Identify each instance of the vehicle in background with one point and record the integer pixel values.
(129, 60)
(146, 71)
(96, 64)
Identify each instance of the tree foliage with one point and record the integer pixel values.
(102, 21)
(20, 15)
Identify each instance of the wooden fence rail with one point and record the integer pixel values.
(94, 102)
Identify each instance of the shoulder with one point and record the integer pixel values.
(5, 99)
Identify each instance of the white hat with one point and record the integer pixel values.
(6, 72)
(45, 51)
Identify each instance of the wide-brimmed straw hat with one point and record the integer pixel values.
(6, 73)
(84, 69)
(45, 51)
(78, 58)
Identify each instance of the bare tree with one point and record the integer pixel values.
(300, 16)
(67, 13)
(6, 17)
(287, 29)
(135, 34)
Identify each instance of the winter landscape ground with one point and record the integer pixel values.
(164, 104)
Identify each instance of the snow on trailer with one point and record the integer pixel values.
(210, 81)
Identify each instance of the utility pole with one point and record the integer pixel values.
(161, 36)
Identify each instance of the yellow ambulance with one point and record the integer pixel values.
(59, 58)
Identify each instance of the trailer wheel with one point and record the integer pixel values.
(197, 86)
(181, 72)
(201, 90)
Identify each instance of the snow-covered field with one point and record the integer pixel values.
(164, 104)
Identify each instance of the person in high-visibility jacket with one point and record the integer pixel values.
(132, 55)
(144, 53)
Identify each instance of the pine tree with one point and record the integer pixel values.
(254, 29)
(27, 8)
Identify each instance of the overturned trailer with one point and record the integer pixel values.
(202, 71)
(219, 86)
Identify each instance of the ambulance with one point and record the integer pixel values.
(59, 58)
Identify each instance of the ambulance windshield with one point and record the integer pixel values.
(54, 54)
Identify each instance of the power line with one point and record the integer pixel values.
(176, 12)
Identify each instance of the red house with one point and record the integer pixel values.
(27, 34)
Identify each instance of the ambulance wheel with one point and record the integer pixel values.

= = = = = = =

## EXERCISE DESCRIPTION
Write out all the material exactly, keeping each word.

## ANSWER TO THE EXERCISE
Identify each instance of the vehicle in background with one point and record the integer pixel values.
(129, 60)
(146, 71)
(96, 64)
Identify each instance of the tree foliage with one point and record the integer pixel values.
(102, 21)
(20, 15)
Identify each instance of the wooden fence rail with one point and record the integer pixel values.
(94, 102)
Identify each instance of the shoulder with one point and record the integer pixel values.
(5, 99)
Identify each instance of the white hat with one point and record the integer pixel values.
(6, 72)
(45, 51)
Identify each instance of the wide-brimmed straw hat with one point and record the integer pixel values.
(6, 73)
(84, 69)
(45, 51)
(78, 58)
Identify each instance of the bare tree with one point and record the integer pixel values.
(300, 16)
(67, 13)
(6, 17)
(287, 29)
(135, 34)
Identify each instance of the winter landscape ground with one point and record the integer pixel values.
(164, 104)
Identify each instance of the snow on trailer with one point and record the integer pixel values.
(210, 81)
Identify each instance of the utility pole with one point and record the integer pixel values.
(161, 36)
Identify each instance of the yellow ambulance with one point and record the integer pixel values.
(59, 58)
Identify each instance of the trailer wheel with one point and record the integer pixel values.
(197, 86)
(181, 72)
(201, 90)
Identify each instance of the snow-covered field with one point and record the integer pixel values.
(164, 104)
Identify each instance of the person in high-visibility jacket with one point and record the integer pixel values.
(132, 55)
(144, 53)
Identify each instance of the pine tree with one point and record the integer pixel values.
(254, 29)
(27, 8)
Identify each instance of the overturned trailer with one point and record the integer pixel values.
(202, 71)
(219, 86)
Identify each instance of the ambulance with one point and record the integer pixel values.
(59, 58)
Identify each instance of the ambulance windshield with one point and record the integer pixel values.
(54, 54)
Identify each instance of the power line with one point and record the integer pixel values.
(176, 12)
Identify each instance of the red house with one point and record the integer pixel values.
(27, 34)
Identify each instance of the ambulance wheel with one point and record the integer pixel values.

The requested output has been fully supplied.